• **Stated exercise A**
According to the spin-orbit coupling excerpt, which kind of potentials does LSORBIT=.TRUE. work with?

LSORBIT=.TRUE. switches on spin-orbit coupling and automatically sets LNONCOLLINEAR= .TRUE.. This option works only for PAW potentials and is not supported for ultrasoft pseudopotentials. If spin-orbit coupling is not included, the energy does not depend on the direction of the magnetic moment, i.e. rotating all magnetic moments by the same angle results exactly in the same energy. Hence there is no need to define the spin quantization axis, as long as spin-orbit coupling is not included. Spin-orbit coupling, however, couples the spin to the crystal structure. Spin orbit coupling is switched on by selecting

  SAXIS =   s_x s_y s_z (quantisation axis for spin)

• **Stated exercise B**
Reproduce, without changes, the lines of the entries from the one containing "[trace] every instance of the exposed" through the end of the entries, both ends included.

• **Material to process**
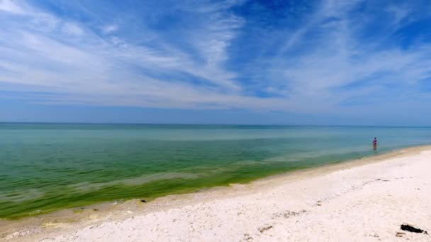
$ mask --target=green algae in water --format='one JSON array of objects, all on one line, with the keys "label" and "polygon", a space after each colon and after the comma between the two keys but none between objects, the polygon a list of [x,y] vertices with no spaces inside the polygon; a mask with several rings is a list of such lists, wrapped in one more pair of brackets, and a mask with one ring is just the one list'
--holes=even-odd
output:
[{"label": "green algae in water", "polygon": [[430,144],[426,127],[0,124],[0,218],[169,194]]}]

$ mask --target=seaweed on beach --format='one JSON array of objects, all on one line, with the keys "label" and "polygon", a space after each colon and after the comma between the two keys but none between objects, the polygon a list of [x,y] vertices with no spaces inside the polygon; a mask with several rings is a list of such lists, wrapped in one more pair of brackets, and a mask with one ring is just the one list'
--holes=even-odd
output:
[{"label": "seaweed on beach", "polygon": [[403,224],[401,225],[401,230],[403,230],[405,231],[409,231],[409,232],[412,232],[412,233],[423,233],[425,234],[428,234],[428,232],[427,232],[425,230],[420,229],[419,228],[415,228],[413,226],[408,225],[407,224]]}]

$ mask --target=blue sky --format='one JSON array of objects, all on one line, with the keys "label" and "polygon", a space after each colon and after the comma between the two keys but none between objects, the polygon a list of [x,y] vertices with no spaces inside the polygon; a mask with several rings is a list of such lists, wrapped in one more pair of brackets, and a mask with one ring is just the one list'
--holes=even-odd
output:
[{"label": "blue sky", "polygon": [[0,0],[0,121],[429,125],[430,1]]}]

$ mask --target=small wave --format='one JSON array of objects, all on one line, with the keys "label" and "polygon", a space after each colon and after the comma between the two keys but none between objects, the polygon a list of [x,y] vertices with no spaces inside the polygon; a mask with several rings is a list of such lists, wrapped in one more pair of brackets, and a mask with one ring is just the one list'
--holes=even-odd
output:
[{"label": "small wave", "polygon": [[38,189],[27,189],[0,194],[0,202],[18,203],[43,197],[45,193]]},{"label": "small wave", "polygon": [[89,192],[91,190],[96,190],[102,189],[105,187],[113,185],[123,185],[128,186],[136,186],[154,181],[170,180],[170,179],[189,179],[193,180],[199,178],[198,174],[187,173],[176,173],[166,172],[157,173],[154,174],[147,174],[141,176],[126,178],[123,180],[113,180],[105,183],[91,183],[87,182],[72,184],[69,188],[74,188],[82,192]]}]

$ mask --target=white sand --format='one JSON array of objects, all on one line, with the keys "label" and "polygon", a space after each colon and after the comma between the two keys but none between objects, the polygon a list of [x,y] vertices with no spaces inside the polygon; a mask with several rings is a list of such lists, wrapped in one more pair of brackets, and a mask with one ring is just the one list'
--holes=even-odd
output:
[{"label": "white sand", "polygon": [[[431,234],[430,188],[431,149],[415,148],[249,185],[162,198],[120,215],[108,213],[103,219],[17,226],[15,231],[5,232],[3,239],[431,241],[431,235],[400,229],[401,224],[408,223]],[[396,237],[397,232],[405,234]]]}]

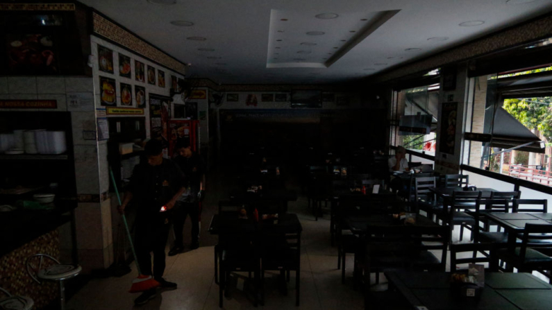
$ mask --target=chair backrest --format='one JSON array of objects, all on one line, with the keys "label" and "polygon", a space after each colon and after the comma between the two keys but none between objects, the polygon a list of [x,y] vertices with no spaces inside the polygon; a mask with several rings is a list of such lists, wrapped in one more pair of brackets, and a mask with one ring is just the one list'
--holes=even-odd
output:
[{"label": "chair backrest", "polygon": [[539,248],[549,249],[552,244],[552,224],[525,224],[525,230],[521,237],[521,246],[519,250],[521,261],[525,261],[527,248]]},{"label": "chair backrest", "polygon": [[244,205],[237,201],[220,200],[219,201],[219,214],[233,215],[240,213]]},{"label": "chair backrest", "polygon": [[[407,226],[408,227],[408,226]],[[449,247],[449,237],[451,233],[450,228],[445,225],[442,226],[410,226],[407,230],[408,238],[412,243],[412,250],[410,252],[413,255],[421,251],[440,250],[441,257],[438,269],[444,272],[446,268],[446,253]],[[435,256],[437,256],[435,255]],[[437,268],[437,266],[435,266]]]},{"label": "chair backrest", "polygon": [[[498,259],[495,257],[494,250],[495,245],[494,243],[451,243],[451,272],[453,273],[458,269],[458,265],[464,264],[481,264],[487,263],[487,268],[491,271],[498,271]],[[477,253],[489,252],[488,255],[478,257]],[[476,257],[474,257],[474,253]],[[459,258],[459,253],[469,253],[469,255],[462,255],[462,258]],[[467,269],[467,266],[460,270]]]},{"label": "chair backrest", "polygon": [[548,212],[546,199],[514,199],[514,212]]},{"label": "chair backrest", "polygon": [[[510,204],[510,200],[508,198],[494,198],[494,199],[482,199],[480,200],[481,205],[485,206],[485,211],[487,213],[493,212],[502,212],[508,213],[510,209],[513,209],[513,205]],[[479,209],[476,210],[476,212]]]},{"label": "chair backrest", "polygon": [[435,195],[429,190],[430,187],[435,187],[435,177],[414,178],[414,198],[415,201],[420,200],[435,200]]},{"label": "chair backrest", "polygon": [[463,174],[446,174],[444,175],[445,187],[458,187],[467,185],[469,176]]},{"label": "chair backrest", "polygon": [[521,196],[521,192],[519,191],[491,191],[491,199],[494,198],[507,198],[510,200],[514,199],[519,199]]}]

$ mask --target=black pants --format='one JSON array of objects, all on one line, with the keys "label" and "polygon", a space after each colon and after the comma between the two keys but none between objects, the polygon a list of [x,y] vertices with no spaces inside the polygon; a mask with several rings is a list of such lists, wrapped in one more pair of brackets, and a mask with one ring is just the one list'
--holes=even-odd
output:
[{"label": "black pants", "polygon": [[136,219],[134,243],[142,275],[152,275],[150,252],[153,252],[153,277],[157,279],[163,276],[165,267],[165,248],[169,228],[169,219],[166,217]]},{"label": "black pants", "polygon": [[183,231],[186,217],[190,216],[192,221],[192,243],[199,243],[199,225],[201,223],[201,210],[199,203],[178,202],[174,207],[173,214],[173,230],[174,230],[174,245],[183,246]]}]

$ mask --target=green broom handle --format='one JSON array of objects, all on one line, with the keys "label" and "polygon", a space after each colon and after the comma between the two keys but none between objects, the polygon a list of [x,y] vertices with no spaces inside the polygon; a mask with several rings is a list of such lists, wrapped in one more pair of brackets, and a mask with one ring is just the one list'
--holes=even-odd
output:
[{"label": "green broom handle", "polygon": [[[119,200],[119,205],[121,205],[121,196],[119,195],[119,190],[117,189],[117,183],[115,182],[115,177],[113,176],[113,171],[111,167],[109,167],[109,174],[111,175],[111,181],[113,182],[113,188],[115,189],[115,194],[117,194],[117,200]],[[126,229],[126,234],[128,236],[128,241],[131,241],[131,250],[132,250],[132,255],[134,255],[134,261],[136,261],[136,269],[138,270],[138,274],[142,275],[140,272],[140,264],[138,264],[138,258],[136,257],[136,252],[134,250],[134,244],[132,243],[132,236],[131,236],[131,230],[128,229],[128,224],[126,223],[126,217],[123,212],[123,223],[124,223],[124,227]]]}]

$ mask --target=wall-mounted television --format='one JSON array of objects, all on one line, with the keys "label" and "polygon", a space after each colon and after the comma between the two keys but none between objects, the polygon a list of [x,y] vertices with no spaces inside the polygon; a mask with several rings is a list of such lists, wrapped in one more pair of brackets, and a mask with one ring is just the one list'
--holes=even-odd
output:
[{"label": "wall-mounted television", "polygon": [[292,107],[322,107],[321,90],[292,90]]}]

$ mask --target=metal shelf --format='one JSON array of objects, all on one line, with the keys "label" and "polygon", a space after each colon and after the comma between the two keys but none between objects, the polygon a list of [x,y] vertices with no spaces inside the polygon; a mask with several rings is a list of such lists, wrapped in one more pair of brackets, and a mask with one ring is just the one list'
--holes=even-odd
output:
[{"label": "metal shelf", "polygon": [[67,160],[67,154],[0,154],[0,160]]}]

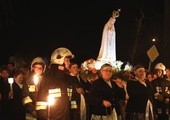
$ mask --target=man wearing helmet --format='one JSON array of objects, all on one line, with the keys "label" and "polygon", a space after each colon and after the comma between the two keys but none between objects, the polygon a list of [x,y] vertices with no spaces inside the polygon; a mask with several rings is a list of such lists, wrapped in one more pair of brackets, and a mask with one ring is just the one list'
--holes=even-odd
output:
[{"label": "man wearing helmet", "polygon": [[154,89],[157,120],[168,120],[169,114],[169,104],[165,101],[167,98],[166,88],[168,87],[166,79],[164,78],[165,69],[164,64],[156,64],[155,74],[157,75],[157,78],[151,82]]},{"label": "man wearing helmet", "polygon": [[[65,47],[57,48],[51,55],[51,65],[39,88],[37,96],[38,120],[70,120],[70,80],[68,68],[74,55]],[[53,106],[47,105],[47,97],[52,96]],[[50,111],[50,112],[49,112]]]},{"label": "man wearing helmet", "polygon": [[[46,70],[46,63],[41,57],[35,57],[31,62],[31,70],[23,85],[23,104],[25,106],[27,116],[26,119],[35,119],[36,110],[35,105],[37,101],[37,92],[41,79]],[[35,81],[35,76],[37,81]]]}]

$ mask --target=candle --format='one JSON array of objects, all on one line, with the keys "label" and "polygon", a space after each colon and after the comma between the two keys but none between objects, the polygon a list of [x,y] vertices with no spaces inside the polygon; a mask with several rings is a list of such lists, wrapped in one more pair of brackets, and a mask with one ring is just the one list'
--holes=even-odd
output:
[{"label": "candle", "polygon": [[38,75],[37,74],[34,75],[34,84],[35,85],[38,85],[38,80],[39,80]]},{"label": "candle", "polygon": [[50,120],[50,106],[52,106],[55,102],[55,98],[49,94],[48,96],[48,112],[47,112],[47,120]]},{"label": "candle", "polygon": [[13,78],[8,78],[8,83],[10,84],[10,91],[13,92],[13,89],[12,89],[12,84],[14,82],[14,79]]},{"label": "candle", "polygon": [[10,96],[10,98],[13,98],[13,88],[12,88],[12,84],[14,82],[13,78],[8,78],[8,83],[10,84],[10,92],[12,93],[12,95]]}]

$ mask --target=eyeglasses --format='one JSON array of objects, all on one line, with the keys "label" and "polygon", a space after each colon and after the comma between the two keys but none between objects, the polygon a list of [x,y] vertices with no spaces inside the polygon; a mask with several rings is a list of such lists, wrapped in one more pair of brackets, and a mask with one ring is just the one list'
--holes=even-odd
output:
[{"label": "eyeglasses", "polygon": [[43,67],[34,67],[34,69],[43,70]]},{"label": "eyeglasses", "polygon": [[102,71],[105,71],[105,72],[112,72],[112,70],[102,70]]}]

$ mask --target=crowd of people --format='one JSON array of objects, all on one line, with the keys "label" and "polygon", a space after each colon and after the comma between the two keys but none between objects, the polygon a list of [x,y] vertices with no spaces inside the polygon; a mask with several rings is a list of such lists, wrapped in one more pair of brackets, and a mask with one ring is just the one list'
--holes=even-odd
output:
[{"label": "crowd of people", "polygon": [[60,47],[50,65],[36,57],[28,69],[1,67],[0,119],[170,120],[170,67],[158,63],[152,73],[137,64],[124,80],[105,63],[88,81],[73,58]]}]

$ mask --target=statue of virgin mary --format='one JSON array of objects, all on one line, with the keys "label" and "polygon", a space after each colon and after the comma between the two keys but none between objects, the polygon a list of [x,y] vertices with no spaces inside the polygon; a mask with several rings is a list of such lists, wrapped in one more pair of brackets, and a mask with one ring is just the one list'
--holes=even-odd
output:
[{"label": "statue of virgin mary", "polygon": [[105,24],[102,34],[102,42],[97,60],[112,64],[116,61],[116,32],[115,21],[119,17],[118,11],[113,11],[112,16]]}]

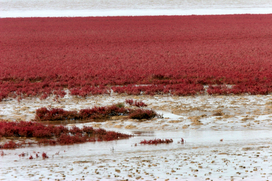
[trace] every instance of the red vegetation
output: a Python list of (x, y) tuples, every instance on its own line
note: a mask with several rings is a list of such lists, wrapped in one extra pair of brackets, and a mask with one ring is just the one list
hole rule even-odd
[(139, 107), (143, 107), (147, 106), (147, 104), (143, 102), (141, 100), (140, 101), (134, 101), (133, 100), (131, 99), (126, 99), (125, 102), (127, 104), (133, 106)]
[(21, 144), (16, 143), (12, 141), (9, 141), (5, 143), (3, 145), (0, 144), (0, 149), (16, 148), (21, 147)]
[[(267, 94), (272, 14), (0, 18), (0, 101)], [(141, 85), (135, 86), (135, 85)], [(21, 98), (18, 99), (19, 101)]]
[(65, 111), (61, 108), (47, 109), (41, 107), (36, 110), (35, 119), (37, 121), (56, 121), (80, 119), (76, 111)]
[[(132, 100), (127, 100), (126, 102), (131, 105), (138, 107), (146, 106), (147, 105), (142, 101), (134, 101)], [(36, 110), (35, 121), (55, 121), (69, 119), (105, 119), (110, 116), (120, 115), (128, 115), (131, 119), (149, 119), (155, 117), (163, 118), (153, 110), (143, 109), (133, 109), (125, 108), (125, 104), (118, 103), (107, 106), (87, 108), (81, 110), (79, 112), (76, 111), (68, 111), (61, 108), (50, 108), (41, 107)], [(64, 130), (63, 130), (64, 131)], [(37, 130), (36, 134), (39, 133)]]
[[(133, 135), (85, 126), (82, 129), (74, 126), (68, 129), (63, 126), (46, 126), (35, 122), (2, 120), (0, 121), (0, 136), (35, 137), (42, 138), (37, 143), (39, 144), (54, 145), (110, 141), (128, 138)], [(0, 149), (15, 148), (24, 144), (24, 142), (19, 144), (11, 141), (0, 145)], [(37, 154), (36, 157), (38, 157)]]
[(128, 117), (130, 119), (150, 119), (155, 117), (163, 118), (162, 115), (157, 113), (155, 111), (151, 110), (144, 110), (142, 109), (137, 109), (131, 110)]
[(116, 104), (108, 106), (97, 107), (82, 109), (79, 111), (79, 114), (84, 119), (103, 119), (110, 116), (128, 114), (129, 110), (124, 107), (120, 107)]
[(144, 141), (141, 140), (140, 143), (143, 144), (157, 144), (160, 143), (172, 143), (173, 142), (173, 140), (171, 139), (165, 139), (165, 140), (160, 139), (154, 139), (153, 140), (144, 140)]
[(44, 152), (43, 152), (42, 154), (42, 156), (43, 157), (43, 159), (48, 158), (49, 157), (46, 154), (46, 153)]

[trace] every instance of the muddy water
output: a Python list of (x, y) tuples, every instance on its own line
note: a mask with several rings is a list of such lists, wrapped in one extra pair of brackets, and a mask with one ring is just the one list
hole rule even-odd
[[(5, 100), (0, 104), (0, 116), (11, 120), (29, 121), (34, 118), (35, 110), (42, 106), (79, 110), (132, 98), (142, 100), (148, 105), (147, 109), (163, 113), (164, 118), (139, 120), (117, 117), (99, 122), (64, 123), (68, 126), (90, 125), (134, 136), (107, 142), (32, 145), (3, 150), (0, 175), (3, 180), (272, 179), (271, 95), (113, 95), (81, 99), (67, 95), (59, 102), (53, 101), (53, 98), (42, 101), (34, 98), (20, 103)], [(181, 138), (185, 141), (183, 144), (178, 143)], [(157, 145), (139, 144), (144, 139), (155, 138), (173, 141)], [(1, 139), (1, 142), (5, 141)], [(19, 157), (23, 152), (28, 155)], [(43, 152), (48, 158), (42, 159)], [(39, 157), (36, 158), (37, 153)], [(30, 155), (34, 159), (28, 159)]]
[[(108, 142), (4, 150), (6, 155), (0, 159), (1, 178), (8, 180), (271, 178), (270, 130), (127, 132), (135, 136)], [(186, 141), (183, 144), (178, 143), (181, 137)], [(157, 145), (139, 143), (155, 138), (174, 141)], [(23, 151), (28, 155), (19, 157)], [(40, 157), (36, 158), (38, 152)], [(49, 158), (43, 160), (43, 152)], [(28, 159), (31, 154), (34, 159)]]

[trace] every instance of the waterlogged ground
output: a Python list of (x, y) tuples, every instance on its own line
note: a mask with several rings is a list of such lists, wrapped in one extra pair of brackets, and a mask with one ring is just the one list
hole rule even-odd
[[(53, 98), (24, 99), (20, 103), (7, 100), (0, 103), (0, 116), (29, 121), (41, 107), (79, 110), (132, 98), (142, 100), (148, 108), (163, 113), (164, 118), (140, 121), (120, 117), (104, 122), (57, 123), (92, 126), (135, 136), (107, 142), (32, 145), (3, 150), (0, 175), (3, 180), (272, 180), (271, 95), (112, 95), (86, 99), (66, 95), (59, 103)], [(179, 143), (182, 137), (186, 141), (183, 144)], [(155, 138), (173, 141), (157, 145), (139, 143)], [(1, 141), (6, 141), (2, 138)], [(28, 155), (19, 157), (23, 152)], [(48, 158), (43, 159), (43, 152)], [(36, 157), (36, 153), (39, 157)], [(31, 155), (34, 159), (28, 159)]]

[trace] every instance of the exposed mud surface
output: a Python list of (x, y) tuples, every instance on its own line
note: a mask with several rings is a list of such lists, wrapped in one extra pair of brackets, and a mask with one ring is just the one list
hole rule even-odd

• **Full solution A**
It works only with PAW potentials.

• **Full solution B**
[trace] every instance of the exposed mud surface
output: a Python list of (x, y) tuples, every instance on its own line
note: a mask with several rings is a list of such lists, wrapped in one extra pair of brackets, and a mask with one ring is just the one list
hole rule even-odd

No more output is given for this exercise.